Your goal:
Could you repeat every entry below word for word, leaving out the pictures?

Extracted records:

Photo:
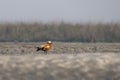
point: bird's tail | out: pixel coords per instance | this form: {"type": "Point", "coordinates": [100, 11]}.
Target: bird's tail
{"type": "Point", "coordinates": [38, 48]}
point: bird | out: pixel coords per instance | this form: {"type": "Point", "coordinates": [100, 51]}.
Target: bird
{"type": "Point", "coordinates": [45, 47]}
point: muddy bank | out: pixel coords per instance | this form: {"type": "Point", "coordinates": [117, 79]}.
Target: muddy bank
{"type": "Point", "coordinates": [57, 67]}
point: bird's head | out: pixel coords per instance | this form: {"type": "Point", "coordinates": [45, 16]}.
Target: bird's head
{"type": "Point", "coordinates": [49, 42]}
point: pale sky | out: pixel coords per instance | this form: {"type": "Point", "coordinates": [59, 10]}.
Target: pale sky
{"type": "Point", "coordinates": [57, 10]}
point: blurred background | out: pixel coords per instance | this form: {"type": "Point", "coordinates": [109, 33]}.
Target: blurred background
{"type": "Point", "coordinates": [60, 20]}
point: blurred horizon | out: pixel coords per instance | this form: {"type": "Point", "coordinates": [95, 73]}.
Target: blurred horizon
{"type": "Point", "coordinates": [74, 11]}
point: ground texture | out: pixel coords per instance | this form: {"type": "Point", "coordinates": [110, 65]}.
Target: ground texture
{"type": "Point", "coordinates": [65, 61]}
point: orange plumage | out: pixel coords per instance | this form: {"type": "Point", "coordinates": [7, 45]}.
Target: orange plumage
{"type": "Point", "coordinates": [45, 47]}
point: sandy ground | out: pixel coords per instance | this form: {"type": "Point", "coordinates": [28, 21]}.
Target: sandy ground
{"type": "Point", "coordinates": [65, 61]}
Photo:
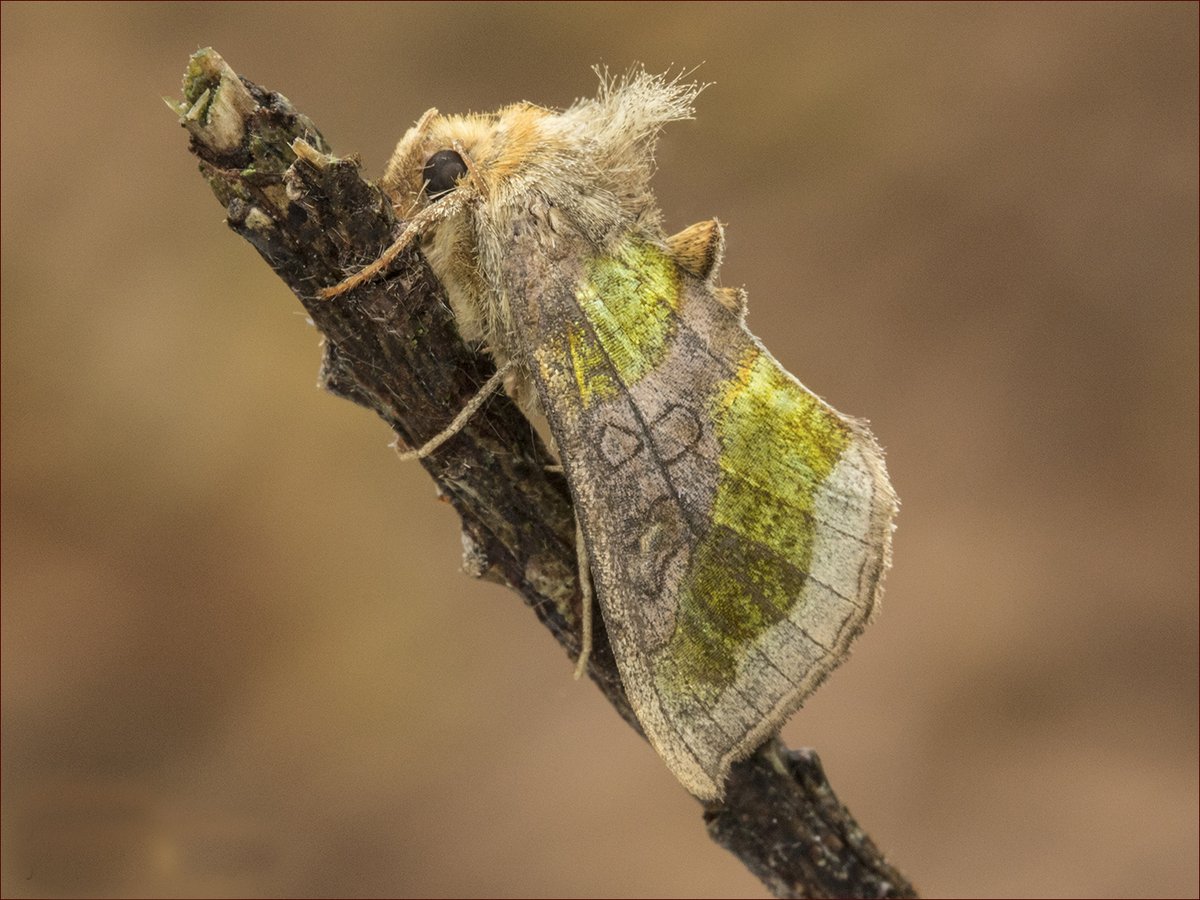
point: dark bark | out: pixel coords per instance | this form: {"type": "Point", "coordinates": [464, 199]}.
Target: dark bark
{"type": "Point", "coordinates": [391, 346]}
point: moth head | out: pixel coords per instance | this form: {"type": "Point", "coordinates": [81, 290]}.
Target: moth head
{"type": "Point", "coordinates": [594, 160]}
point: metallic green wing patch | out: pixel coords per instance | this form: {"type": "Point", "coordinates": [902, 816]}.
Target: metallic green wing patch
{"type": "Point", "coordinates": [736, 525]}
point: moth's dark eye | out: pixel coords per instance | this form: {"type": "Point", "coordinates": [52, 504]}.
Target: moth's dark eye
{"type": "Point", "coordinates": [443, 169]}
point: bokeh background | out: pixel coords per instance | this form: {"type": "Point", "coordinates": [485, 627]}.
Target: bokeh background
{"type": "Point", "coordinates": [239, 655]}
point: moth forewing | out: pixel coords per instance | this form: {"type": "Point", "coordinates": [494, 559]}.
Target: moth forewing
{"type": "Point", "coordinates": [737, 526]}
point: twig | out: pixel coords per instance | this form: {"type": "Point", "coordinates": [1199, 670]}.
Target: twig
{"type": "Point", "coordinates": [391, 346]}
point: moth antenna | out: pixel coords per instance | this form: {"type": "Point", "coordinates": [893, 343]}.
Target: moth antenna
{"type": "Point", "coordinates": [448, 207]}
{"type": "Point", "coordinates": [460, 420]}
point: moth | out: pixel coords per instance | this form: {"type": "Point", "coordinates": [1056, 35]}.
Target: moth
{"type": "Point", "coordinates": [737, 528]}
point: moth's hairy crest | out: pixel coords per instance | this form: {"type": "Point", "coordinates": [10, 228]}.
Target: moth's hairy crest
{"type": "Point", "coordinates": [588, 166]}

Answer below:
Photo:
point: bird's tail | out: pixel coords per instance | this form: {"type": "Point", "coordinates": [100, 11]}.
Target: bird's tail
{"type": "Point", "coordinates": [38, 48]}
point: bird | out: pixel coords per instance | this form: {"type": "Point", "coordinates": [100, 51]}.
Target: bird
{"type": "Point", "coordinates": [45, 47]}
point: muddy bank | out: pixel coords per instance | this form: {"type": "Point", "coordinates": [117, 79]}.
Target: muddy bank
{"type": "Point", "coordinates": [57, 67]}
point: bird's head | out: pixel coords per instance | this form: {"type": "Point", "coordinates": [45, 16]}.
Target: bird's head
{"type": "Point", "coordinates": [49, 42]}
point: pale sky | out: pixel coords per instance | this form: {"type": "Point", "coordinates": [59, 10]}.
Target: pale sky
{"type": "Point", "coordinates": [57, 10]}
point: blurred background | out: pixel coords per instance | this form: {"type": "Point", "coordinates": [109, 33]}.
Target: blurred background
{"type": "Point", "coordinates": [60, 20]}
point: blurred horizon | out: pixel coords per instance | this form: {"type": "Point", "coordinates": [95, 73]}.
Target: blurred horizon
{"type": "Point", "coordinates": [74, 11]}
point: ground texture | out: pixel coords per instance | this form: {"type": "Point", "coordinates": [110, 65]}.
Target: ground texture
{"type": "Point", "coordinates": [65, 61]}
point: orange plumage | out: pixel coords per instance | this form: {"type": "Point", "coordinates": [7, 45]}.
Target: orange plumage
{"type": "Point", "coordinates": [45, 47]}
point: sandy ground | out: pixel coords per instance | this form: {"type": "Point", "coordinates": [28, 21]}.
Target: sandy ground
{"type": "Point", "coordinates": [65, 61]}
Photo:
point: dark bark | out: pixel coords per instance | this form: {"type": "Point", "coordinates": [464, 199]}.
Target: dark bark
{"type": "Point", "coordinates": [391, 346]}
point: moth head | out: pixel coords per instance | this form: {"type": "Point", "coordinates": [81, 290]}.
Target: moth head
{"type": "Point", "coordinates": [594, 160]}
point: metallic green wing patch | out: pixel coords per instance | this form: {"type": "Point", "coordinates": [902, 816]}.
Target: metallic green wing patch
{"type": "Point", "coordinates": [736, 525]}
point: moth's dark eye | out: pixel coords per instance | this form: {"type": "Point", "coordinates": [52, 504]}.
Target: moth's dark eye
{"type": "Point", "coordinates": [443, 169]}
point: bokeh background | out: pixel coords per instance | this form: {"type": "Point", "coordinates": [485, 627]}.
Target: bokeh background
{"type": "Point", "coordinates": [239, 655]}
point: moth forewing | out: pixel coords per instance | this form: {"type": "Point", "coordinates": [494, 559]}.
Target: moth forewing
{"type": "Point", "coordinates": [737, 526]}
point: twig | out: pixel coords per instance | this form: {"type": "Point", "coordinates": [1199, 670]}.
Target: twig
{"type": "Point", "coordinates": [391, 346]}
point: moth antenna | out: pixel coords per instance | this form: {"type": "Point", "coordinates": [893, 343]}.
Target: moth antenna
{"type": "Point", "coordinates": [448, 207]}
{"type": "Point", "coordinates": [460, 420]}
point: moth | out: pixel coords per instance | this form: {"type": "Point", "coordinates": [1056, 35]}.
Target: moth
{"type": "Point", "coordinates": [737, 528]}
point: moth's hairy crest | out: pixel coords per instance | this form: {"type": "Point", "coordinates": [10, 228]}.
Target: moth's hairy crest
{"type": "Point", "coordinates": [588, 166]}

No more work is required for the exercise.